--- Start ---

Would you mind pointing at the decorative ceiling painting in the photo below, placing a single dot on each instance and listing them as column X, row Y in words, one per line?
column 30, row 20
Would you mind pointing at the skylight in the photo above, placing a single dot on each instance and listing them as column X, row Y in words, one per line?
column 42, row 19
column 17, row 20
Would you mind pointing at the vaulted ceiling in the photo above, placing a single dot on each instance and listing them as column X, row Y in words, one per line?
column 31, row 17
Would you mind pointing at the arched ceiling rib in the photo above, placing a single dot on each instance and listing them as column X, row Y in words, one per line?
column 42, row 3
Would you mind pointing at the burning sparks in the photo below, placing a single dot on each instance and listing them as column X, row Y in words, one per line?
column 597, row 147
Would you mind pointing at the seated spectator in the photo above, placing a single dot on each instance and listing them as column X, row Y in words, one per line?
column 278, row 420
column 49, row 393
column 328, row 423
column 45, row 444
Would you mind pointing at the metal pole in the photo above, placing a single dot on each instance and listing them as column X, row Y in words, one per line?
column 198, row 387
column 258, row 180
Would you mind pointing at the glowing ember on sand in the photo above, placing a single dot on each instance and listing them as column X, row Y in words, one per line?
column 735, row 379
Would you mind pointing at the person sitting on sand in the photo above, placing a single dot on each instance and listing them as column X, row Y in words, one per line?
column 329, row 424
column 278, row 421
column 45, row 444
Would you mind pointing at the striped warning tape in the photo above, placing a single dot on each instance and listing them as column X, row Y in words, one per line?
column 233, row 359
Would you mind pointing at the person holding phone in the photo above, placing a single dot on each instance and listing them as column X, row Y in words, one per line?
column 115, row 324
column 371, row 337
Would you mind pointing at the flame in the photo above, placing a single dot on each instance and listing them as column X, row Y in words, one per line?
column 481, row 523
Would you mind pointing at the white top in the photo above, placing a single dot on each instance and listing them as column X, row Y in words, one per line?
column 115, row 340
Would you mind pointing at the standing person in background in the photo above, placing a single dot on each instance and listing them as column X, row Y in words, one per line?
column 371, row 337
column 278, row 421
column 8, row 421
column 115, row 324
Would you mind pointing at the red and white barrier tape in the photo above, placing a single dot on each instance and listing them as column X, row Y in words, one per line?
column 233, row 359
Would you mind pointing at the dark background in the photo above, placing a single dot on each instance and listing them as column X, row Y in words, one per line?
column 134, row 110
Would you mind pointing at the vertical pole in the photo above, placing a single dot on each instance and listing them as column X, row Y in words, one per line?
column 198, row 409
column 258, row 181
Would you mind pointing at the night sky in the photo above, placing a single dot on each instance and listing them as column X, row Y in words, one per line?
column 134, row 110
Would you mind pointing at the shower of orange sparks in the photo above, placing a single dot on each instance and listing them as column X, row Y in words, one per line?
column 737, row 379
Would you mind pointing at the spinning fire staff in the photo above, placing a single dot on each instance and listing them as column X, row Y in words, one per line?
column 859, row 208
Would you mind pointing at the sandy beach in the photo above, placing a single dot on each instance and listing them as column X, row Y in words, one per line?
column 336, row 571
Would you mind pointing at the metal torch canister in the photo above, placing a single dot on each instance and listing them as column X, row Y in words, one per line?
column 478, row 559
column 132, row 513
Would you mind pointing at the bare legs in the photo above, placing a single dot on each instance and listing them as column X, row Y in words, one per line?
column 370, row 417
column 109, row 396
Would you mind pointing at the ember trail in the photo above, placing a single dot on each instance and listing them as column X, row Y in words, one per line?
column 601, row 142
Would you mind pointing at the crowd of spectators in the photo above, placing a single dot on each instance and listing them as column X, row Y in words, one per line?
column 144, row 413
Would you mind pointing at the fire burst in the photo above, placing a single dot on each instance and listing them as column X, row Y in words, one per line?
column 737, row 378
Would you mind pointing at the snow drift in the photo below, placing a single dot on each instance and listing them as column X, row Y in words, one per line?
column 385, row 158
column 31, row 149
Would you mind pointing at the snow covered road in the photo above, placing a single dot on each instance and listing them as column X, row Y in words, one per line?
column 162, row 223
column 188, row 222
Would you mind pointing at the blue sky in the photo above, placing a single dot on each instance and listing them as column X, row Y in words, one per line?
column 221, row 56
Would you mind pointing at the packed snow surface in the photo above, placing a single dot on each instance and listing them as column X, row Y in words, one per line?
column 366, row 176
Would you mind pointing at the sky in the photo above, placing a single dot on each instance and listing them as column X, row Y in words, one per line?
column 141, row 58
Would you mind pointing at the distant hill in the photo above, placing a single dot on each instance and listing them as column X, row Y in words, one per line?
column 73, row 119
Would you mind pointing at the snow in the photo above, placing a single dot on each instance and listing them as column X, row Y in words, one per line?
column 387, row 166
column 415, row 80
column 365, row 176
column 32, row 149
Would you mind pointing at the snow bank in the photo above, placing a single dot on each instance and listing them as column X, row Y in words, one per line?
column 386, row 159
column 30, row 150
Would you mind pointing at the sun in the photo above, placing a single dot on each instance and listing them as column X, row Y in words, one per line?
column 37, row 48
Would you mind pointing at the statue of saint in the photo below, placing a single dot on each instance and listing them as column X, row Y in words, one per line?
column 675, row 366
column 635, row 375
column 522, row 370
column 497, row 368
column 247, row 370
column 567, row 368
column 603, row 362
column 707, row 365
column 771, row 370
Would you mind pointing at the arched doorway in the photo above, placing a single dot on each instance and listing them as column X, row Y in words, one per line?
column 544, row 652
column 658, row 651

--- End ---

### DIRECTION
Rewrite all of the entries above, replacing "single dot" with "small marker" wherever it occurs and keeping everything else unchanged.

### FULL ANSWER
Would you mind pointing at the decorative ceiling painting in the photo below, placing a small marker on each instance and listing them as column X, row Y in words, one per line?
column 30, row 20
Would you mind pointing at the skylight in the photo above, placing a small marker on each instance and listing them as column X, row Y in words, one per line?
column 42, row 19
column 17, row 20
Would you mind pointing at the vaulted ceiling in the photo above, placing a small marker on each instance and listing them as column X, row Y in words, one per line?
column 31, row 17
Would you mind pointing at the arched ceiling rib in the photo above, placing a small marker on each instance and listing them as column X, row Y in words, one per line?
column 42, row 3
Would you mind pointing at the burning sparks in the photo below, placing a small marker on each instance and listing them as column X, row Y in words, one per line?
column 597, row 147
Would you mind pointing at the seated spectator in the photo above, placing a small marker on each instance and listing them as column X, row Y in words, one per line?
column 278, row 420
column 49, row 393
column 328, row 423
column 45, row 444
Would you mind pointing at the metal pole in the photo above, placing a small marker on each instance and listing them as column X, row Y in words, one per line?
column 198, row 387
column 258, row 180
Would you mind pointing at the glowing ember on sand in the photo above, placing a small marker on each instance and listing them as column X, row Y in words, one per line?
column 735, row 379
Would you mind pointing at the person sitting on sand in the photo above, placing a small marker on each instance and listing them as column X, row Y in words, one per line?
column 329, row 424
column 278, row 421
column 45, row 444
Would you mind pointing at the striped warning tape in the photo above, placing a small marker on each instance and listing them as column X, row Y in words, one per line?
column 233, row 359
Would you mind pointing at the person holding phone in the photo above, placing a small marker on each instance and listing them as column X, row Y in words, one per line?
column 115, row 324
column 371, row 337
Would you mind pointing at the flame in the photo above, placing a small marker on each instance and listing them as column X, row Y in words, one per line?
column 481, row 523
Would you mind pointing at the white top in the photo above, placing a small marker on each instance and listing them as column X, row Y in words, one per line?
column 115, row 340
Would you mind pointing at the standing person in background in the photo above, placing a small marker on each instance and listing them as column X, row Y in words, one per line?
column 371, row 337
column 278, row 421
column 8, row 421
column 115, row 324
Would you mind pointing at the red and white barrier tape in the photo above, placing a small marker on each instance and listing them as column X, row Y in words, one per line?
column 233, row 359
Would you mind pointing at the dark background in the photo above, placing a small marker on each instance and listing them as column X, row Y in words, one per line?
column 134, row 110
Would you mind pointing at the vertical pole in the photo above, placing a small marker on each instance and listing them as column X, row Y in words, one per line?
column 198, row 409
column 258, row 181
Would you mind pointing at the night sky in the photo above, placing a small marker on each instance and listing them as column X, row Y in words, one per line?
column 134, row 110
Would you mind pointing at the shower of orange sparks in the photo above, placing a small marker on each instance and listing them as column X, row Y in words, one per line?
column 737, row 379
Would you mind pointing at the spinning fire staff in the photo above, placing a small marker on each instance and listing them as column X, row Y in words, one per line?
column 859, row 208
Would you mind pointing at the sandy beach in the photo above, placing a small marker on each instance and listing them as column X, row Y in words, one per line?
column 336, row 571
Would you mind pointing at the metal torch canister in the photo above, placing a small marker on each instance and listing them as column X, row Y in words, one per line?
column 478, row 559
column 132, row 513
Would you mind pointing at the bare legs in the photo above, placing a small marker on each instance and listing them as column X, row Y in words, one per line?
column 370, row 417
column 109, row 396
Would you mind pointing at the ember trail in the photo above, placing a small marker on each instance and listing them as column X, row Y in words, one per line?
column 601, row 142
Would you mind pointing at the crowd of spectators in the photo above, placing a small marker on each instance and listing them as column X, row Y in words, one per line?
column 144, row 413
Would you mind pointing at the fire burst in the photo above, placing a small marker on each instance and listing them as column X, row Y in words, one per line?
column 737, row 378
Would you mind pointing at the snow drift in the photo below, placing a small marker on each instance and listing them as column X, row Y in words, one per line?
column 385, row 158
column 31, row 149
Would you mind pointing at the snow covered road in the photo above, placing a small marker on each instance and listing them as column X, row Y in words, one per line?
column 162, row 223
column 188, row 222
Would you mind pointing at the blue sky in the photo above, placing a small marker on each instance and listing them as column X, row Y in words, one per line?
column 221, row 56
Would you mind pointing at the packed snow surface in the photo above, placing a small marker on each instance and listing them as column X, row Y in words, one per line?
column 366, row 176
Would you mind pointing at the sky in the photo above, placing a small marker on each instance and listing them as column X, row Y in words, one per line?
column 141, row 58
Would you mind pointing at the distant hill in the photo above, placing a small marker on each instance and listing them as column X, row Y in words, one per line?
column 73, row 119
Would you mind pointing at the snow in the photo above, placing a small marker on each instance and listing them as column X, row Y in words, one per line?
column 387, row 166
column 415, row 80
column 365, row 176
column 32, row 149
Would you mind pointing at the snow bank in the photo above, placing a small marker on each instance and listing them as column X, row Y in words, one per line?
column 386, row 159
column 30, row 150
Would you mind pointing at the sun in the photo above, placing a small marker on each instance and listing them as column X, row Y in words, one per line?
column 37, row 48
Would you mind pointing at the statue of saint in the photo below, placing a small marker on each instance and listing them as column X, row Y in words, one per line?
column 675, row 366
column 635, row 375
column 522, row 370
column 497, row 368
column 247, row 370
column 567, row 368
column 603, row 362
column 707, row 365
column 771, row 370
Would you mind pointing at the arched doorway in the photo above, placing a small marker on each instance and listing them as column X, row Y in words, one per line?
column 544, row 652
column 658, row 651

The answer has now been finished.